→ **EXERCISE INSTRUCTIONS**:
Among the entries that follow, find every line with the word "wing" and copy it.

-- THE DATA follows --

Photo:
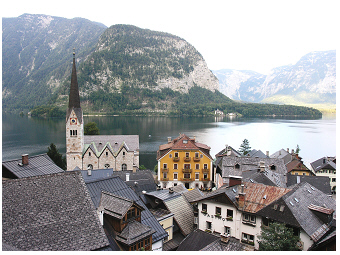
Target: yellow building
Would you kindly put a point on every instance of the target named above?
(184, 161)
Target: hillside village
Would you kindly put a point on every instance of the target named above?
(195, 202)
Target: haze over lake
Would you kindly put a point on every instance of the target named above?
(316, 138)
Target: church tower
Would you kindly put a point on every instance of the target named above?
(74, 125)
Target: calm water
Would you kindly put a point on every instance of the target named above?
(316, 138)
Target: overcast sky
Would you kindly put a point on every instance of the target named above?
(241, 34)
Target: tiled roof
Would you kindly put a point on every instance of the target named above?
(37, 165)
(277, 176)
(50, 212)
(183, 213)
(114, 142)
(118, 187)
(197, 240)
(320, 182)
(133, 232)
(115, 205)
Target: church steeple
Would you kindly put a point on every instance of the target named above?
(74, 99)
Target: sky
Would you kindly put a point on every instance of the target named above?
(255, 35)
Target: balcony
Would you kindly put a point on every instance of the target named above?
(187, 159)
(205, 170)
(186, 170)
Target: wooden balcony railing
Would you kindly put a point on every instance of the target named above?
(187, 159)
(186, 170)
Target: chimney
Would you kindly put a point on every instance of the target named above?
(241, 197)
(262, 166)
(24, 158)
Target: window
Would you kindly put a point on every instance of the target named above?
(186, 176)
(230, 214)
(204, 207)
(227, 230)
(187, 166)
(249, 218)
(218, 211)
(248, 238)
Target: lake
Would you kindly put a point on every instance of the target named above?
(316, 138)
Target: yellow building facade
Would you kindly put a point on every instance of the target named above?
(184, 161)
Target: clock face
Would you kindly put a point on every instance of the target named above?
(73, 121)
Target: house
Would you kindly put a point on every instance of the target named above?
(118, 187)
(233, 210)
(199, 240)
(296, 167)
(123, 216)
(326, 166)
(119, 152)
(184, 161)
(234, 168)
(51, 212)
(309, 211)
(29, 166)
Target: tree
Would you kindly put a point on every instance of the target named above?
(91, 129)
(277, 237)
(244, 147)
(56, 157)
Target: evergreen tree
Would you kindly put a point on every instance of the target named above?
(56, 157)
(91, 129)
(277, 237)
(244, 147)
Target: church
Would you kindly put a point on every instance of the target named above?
(91, 152)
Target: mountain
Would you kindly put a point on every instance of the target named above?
(37, 55)
(312, 80)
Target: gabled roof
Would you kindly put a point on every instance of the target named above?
(38, 165)
(118, 187)
(133, 232)
(183, 142)
(116, 206)
(50, 212)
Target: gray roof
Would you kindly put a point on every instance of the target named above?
(133, 232)
(114, 205)
(320, 182)
(37, 165)
(118, 187)
(114, 142)
(50, 212)
(277, 176)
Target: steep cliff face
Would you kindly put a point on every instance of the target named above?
(311, 80)
(131, 56)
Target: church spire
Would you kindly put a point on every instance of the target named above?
(74, 100)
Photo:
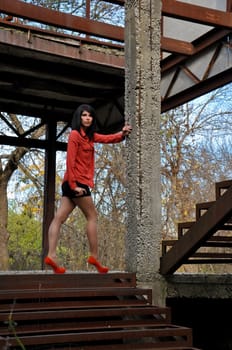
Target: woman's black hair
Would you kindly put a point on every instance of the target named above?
(76, 120)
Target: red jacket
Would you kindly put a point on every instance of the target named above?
(80, 156)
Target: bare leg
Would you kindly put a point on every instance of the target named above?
(66, 207)
(87, 207)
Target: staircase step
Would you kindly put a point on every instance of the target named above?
(221, 187)
(100, 318)
(25, 280)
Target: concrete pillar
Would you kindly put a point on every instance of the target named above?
(142, 107)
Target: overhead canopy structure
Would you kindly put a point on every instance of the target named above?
(47, 74)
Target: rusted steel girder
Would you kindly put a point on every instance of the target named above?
(197, 14)
(62, 20)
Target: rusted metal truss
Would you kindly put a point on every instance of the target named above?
(78, 69)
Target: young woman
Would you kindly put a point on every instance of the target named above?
(77, 181)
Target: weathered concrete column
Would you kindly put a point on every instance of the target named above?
(142, 106)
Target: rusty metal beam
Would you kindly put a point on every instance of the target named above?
(197, 90)
(197, 14)
(62, 20)
(176, 46)
(199, 232)
(200, 44)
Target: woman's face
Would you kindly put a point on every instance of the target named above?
(86, 119)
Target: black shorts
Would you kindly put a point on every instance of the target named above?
(68, 192)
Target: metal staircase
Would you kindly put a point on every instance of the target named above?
(84, 311)
(211, 217)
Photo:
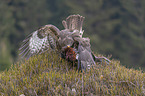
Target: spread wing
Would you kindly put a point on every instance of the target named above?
(40, 41)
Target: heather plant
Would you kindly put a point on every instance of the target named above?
(48, 74)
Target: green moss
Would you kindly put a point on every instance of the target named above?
(47, 74)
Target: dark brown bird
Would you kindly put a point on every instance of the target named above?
(69, 42)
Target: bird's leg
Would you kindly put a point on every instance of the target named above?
(100, 59)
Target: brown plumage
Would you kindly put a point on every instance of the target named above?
(70, 54)
(69, 42)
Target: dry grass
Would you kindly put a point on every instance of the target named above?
(46, 74)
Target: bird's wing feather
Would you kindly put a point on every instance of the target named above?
(73, 23)
(39, 41)
(85, 55)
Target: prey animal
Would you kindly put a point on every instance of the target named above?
(70, 43)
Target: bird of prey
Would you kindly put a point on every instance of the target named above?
(69, 42)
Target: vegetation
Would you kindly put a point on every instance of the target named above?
(47, 74)
(115, 27)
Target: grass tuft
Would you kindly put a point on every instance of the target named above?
(47, 74)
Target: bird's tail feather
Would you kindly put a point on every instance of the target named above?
(73, 22)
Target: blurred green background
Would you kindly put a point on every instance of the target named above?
(115, 27)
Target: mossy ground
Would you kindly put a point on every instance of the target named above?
(47, 74)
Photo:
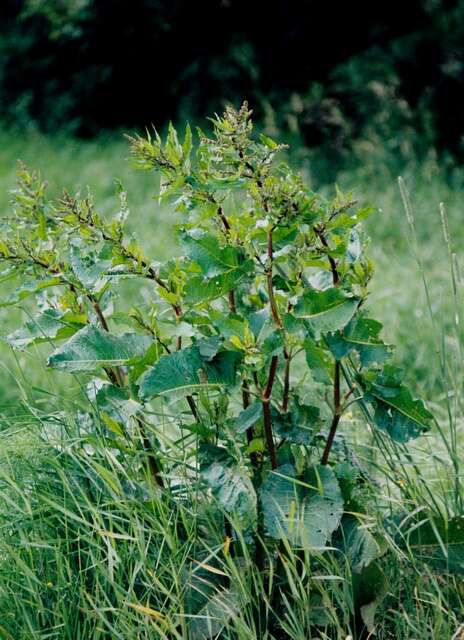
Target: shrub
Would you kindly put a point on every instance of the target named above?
(235, 377)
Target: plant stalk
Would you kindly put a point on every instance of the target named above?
(336, 415)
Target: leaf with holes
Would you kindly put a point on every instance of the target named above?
(305, 511)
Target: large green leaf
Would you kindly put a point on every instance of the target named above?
(359, 543)
(182, 372)
(222, 267)
(200, 289)
(92, 347)
(90, 267)
(362, 335)
(213, 616)
(210, 256)
(229, 484)
(438, 542)
(112, 400)
(47, 326)
(396, 412)
(326, 311)
(248, 417)
(369, 589)
(306, 511)
(319, 362)
(299, 425)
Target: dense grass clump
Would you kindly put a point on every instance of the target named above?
(90, 547)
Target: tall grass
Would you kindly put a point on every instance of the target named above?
(88, 552)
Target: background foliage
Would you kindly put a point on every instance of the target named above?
(333, 72)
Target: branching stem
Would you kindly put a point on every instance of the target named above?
(267, 415)
(337, 412)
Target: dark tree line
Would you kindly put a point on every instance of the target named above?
(327, 69)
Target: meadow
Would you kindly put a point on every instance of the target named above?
(416, 234)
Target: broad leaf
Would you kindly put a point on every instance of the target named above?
(319, 362)
(326, 311)
(369, 589)
(28, 289)
(229, 484)
(112, 400)
(46, 327)
(306, 511)
(248, 417)
(92, 347)
(199, 290)
(362, 335)
(185, 371)
(222, 267)
(396, 412)
(214, 615)
(359, 544)
(438, 542)
(89, 268)
(299, 425)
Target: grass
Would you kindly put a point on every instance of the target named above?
(85, 553)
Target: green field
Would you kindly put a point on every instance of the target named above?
(416, 293)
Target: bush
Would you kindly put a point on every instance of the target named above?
(221, 400)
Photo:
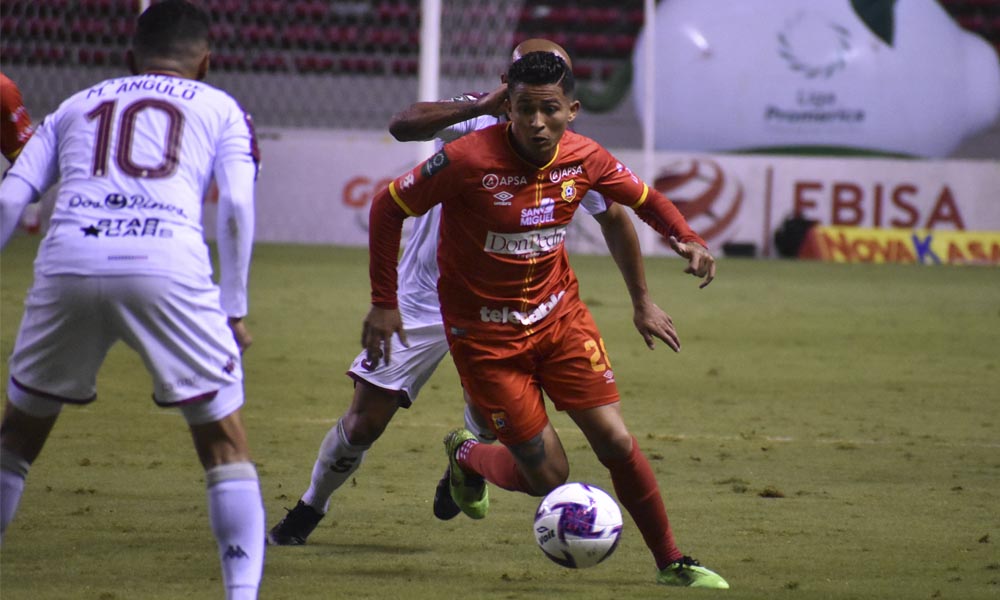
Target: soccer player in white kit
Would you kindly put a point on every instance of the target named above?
(125, 259)
(380, 391)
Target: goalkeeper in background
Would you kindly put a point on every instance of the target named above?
(379, 391)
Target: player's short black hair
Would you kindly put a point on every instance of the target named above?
(540, 68)
(170, 29)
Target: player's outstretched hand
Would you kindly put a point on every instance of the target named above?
(240, 333)
(494, 103)
(653, 323)
(701, 263)
(377, 331)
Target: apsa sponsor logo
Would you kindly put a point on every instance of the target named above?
(492, 181)
(434, 164)
(557, 175)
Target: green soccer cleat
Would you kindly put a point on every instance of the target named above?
(687, 572)
(468, 491)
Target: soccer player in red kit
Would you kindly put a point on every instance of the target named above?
(15, 122)
(15, 131)
(510, 301)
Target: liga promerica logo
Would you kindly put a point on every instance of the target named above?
(709, 200)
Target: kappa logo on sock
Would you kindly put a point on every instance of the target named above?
(235, 552)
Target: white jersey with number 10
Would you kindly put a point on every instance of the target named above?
(134, 156)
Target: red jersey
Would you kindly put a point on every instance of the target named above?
(504, 267)
(15, 123)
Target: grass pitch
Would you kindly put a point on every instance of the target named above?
(827, 431)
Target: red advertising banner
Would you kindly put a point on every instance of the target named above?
(923, 246)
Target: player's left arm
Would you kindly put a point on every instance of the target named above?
(411, 194)
(235, 175)
(619, 184)
(623, 244)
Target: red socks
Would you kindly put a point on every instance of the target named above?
(637, 490)
(633, 478)
(495, 463)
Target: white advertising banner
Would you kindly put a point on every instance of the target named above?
(316, 187)
(894, 77)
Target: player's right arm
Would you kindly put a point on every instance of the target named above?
(426, 120)
(15, 122)
(36, 169)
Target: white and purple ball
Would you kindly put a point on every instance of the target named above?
(578, 525)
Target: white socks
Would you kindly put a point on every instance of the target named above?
(13, 472)
(236, 514)
(338, 459)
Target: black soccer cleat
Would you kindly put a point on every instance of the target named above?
(295, 527)
(445, 507)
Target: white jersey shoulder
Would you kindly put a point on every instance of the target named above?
(418, 269)
(134, 157)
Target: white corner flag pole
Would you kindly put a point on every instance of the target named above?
(649, 92)
(430, 62)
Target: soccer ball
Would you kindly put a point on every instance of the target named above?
(578, 525)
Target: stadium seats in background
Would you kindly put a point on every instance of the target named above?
(321, 37)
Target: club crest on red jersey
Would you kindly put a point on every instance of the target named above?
(434, 164)
(568, 192)
(499, 420)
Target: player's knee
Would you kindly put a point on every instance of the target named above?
(551, 479)
(614, 447)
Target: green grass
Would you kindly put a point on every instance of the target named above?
(866, 397)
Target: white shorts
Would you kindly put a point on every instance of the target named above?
(411, 366)
(70, 322)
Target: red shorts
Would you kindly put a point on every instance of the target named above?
(505, 378)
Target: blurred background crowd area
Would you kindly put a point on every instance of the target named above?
(350, 64)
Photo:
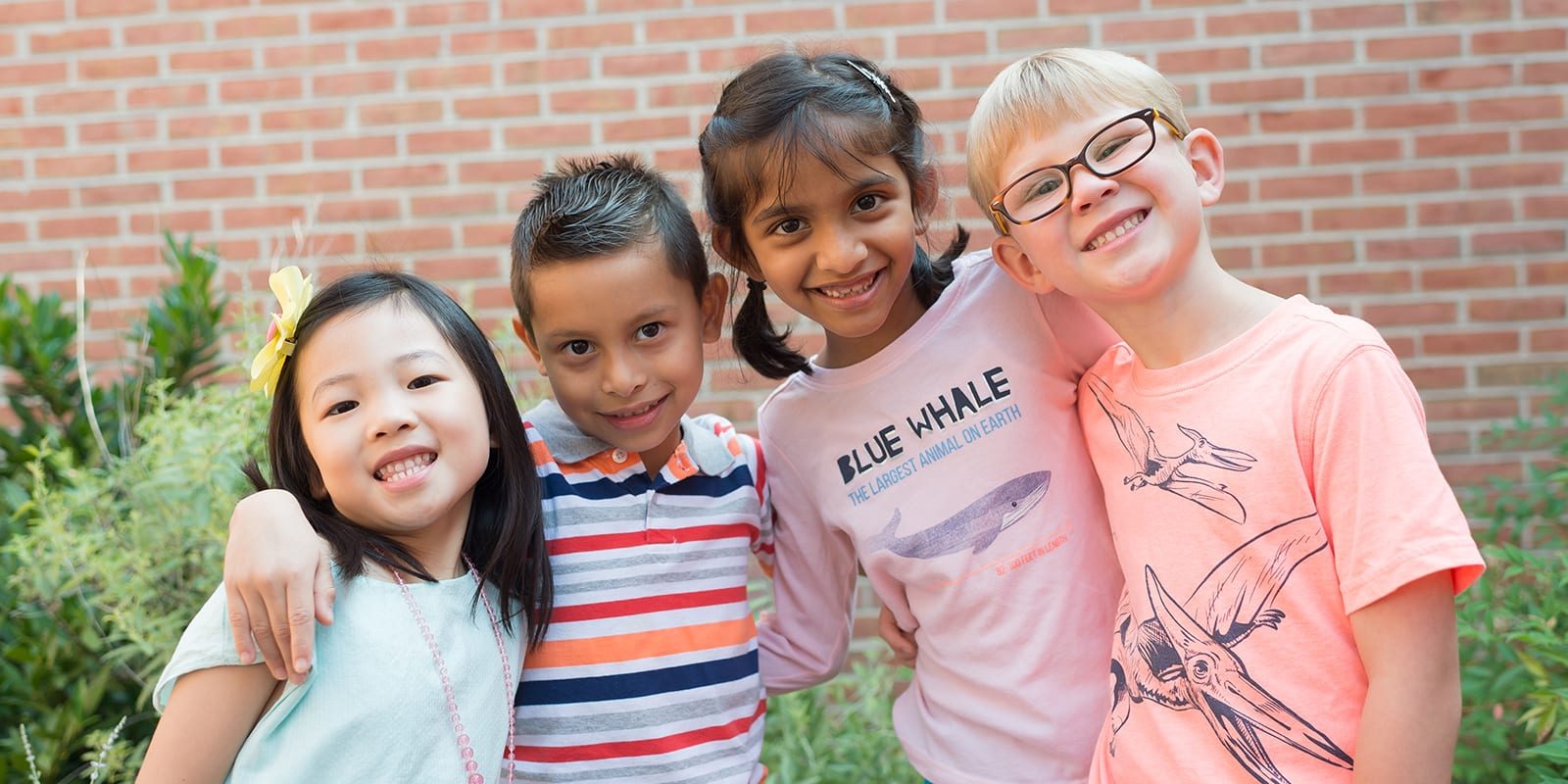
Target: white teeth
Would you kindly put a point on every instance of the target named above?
(1121, 227)
(405, 467)
(846, 292)
(639, 412)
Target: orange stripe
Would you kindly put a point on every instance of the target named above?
(642, 645)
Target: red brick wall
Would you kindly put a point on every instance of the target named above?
(1397, 161)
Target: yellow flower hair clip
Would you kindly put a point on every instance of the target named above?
(294, 294)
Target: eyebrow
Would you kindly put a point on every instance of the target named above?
(639, 318)
(778, 209)
(400, 360)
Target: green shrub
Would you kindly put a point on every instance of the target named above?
(115, 564)
(63, 668)
(1513, 623)
(839, 733)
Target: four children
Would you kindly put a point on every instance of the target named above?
(1291, 525)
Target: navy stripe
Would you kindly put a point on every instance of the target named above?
(564, 692)
(710, 486)
(556, 486)
(604, 488)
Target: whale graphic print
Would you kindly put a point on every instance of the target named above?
(971, 529)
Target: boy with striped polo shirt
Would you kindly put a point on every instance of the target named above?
(650, 666)
(648, 670)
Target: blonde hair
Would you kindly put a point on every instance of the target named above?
(1035, 94)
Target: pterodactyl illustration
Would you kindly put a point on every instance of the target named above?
(972, 529)
(1165, 472)
(1183, 658)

-- THE DATA concluded --

→ **RESPONSE TO THIS TASK**:
Target: spread wing
Target: bird's wing feather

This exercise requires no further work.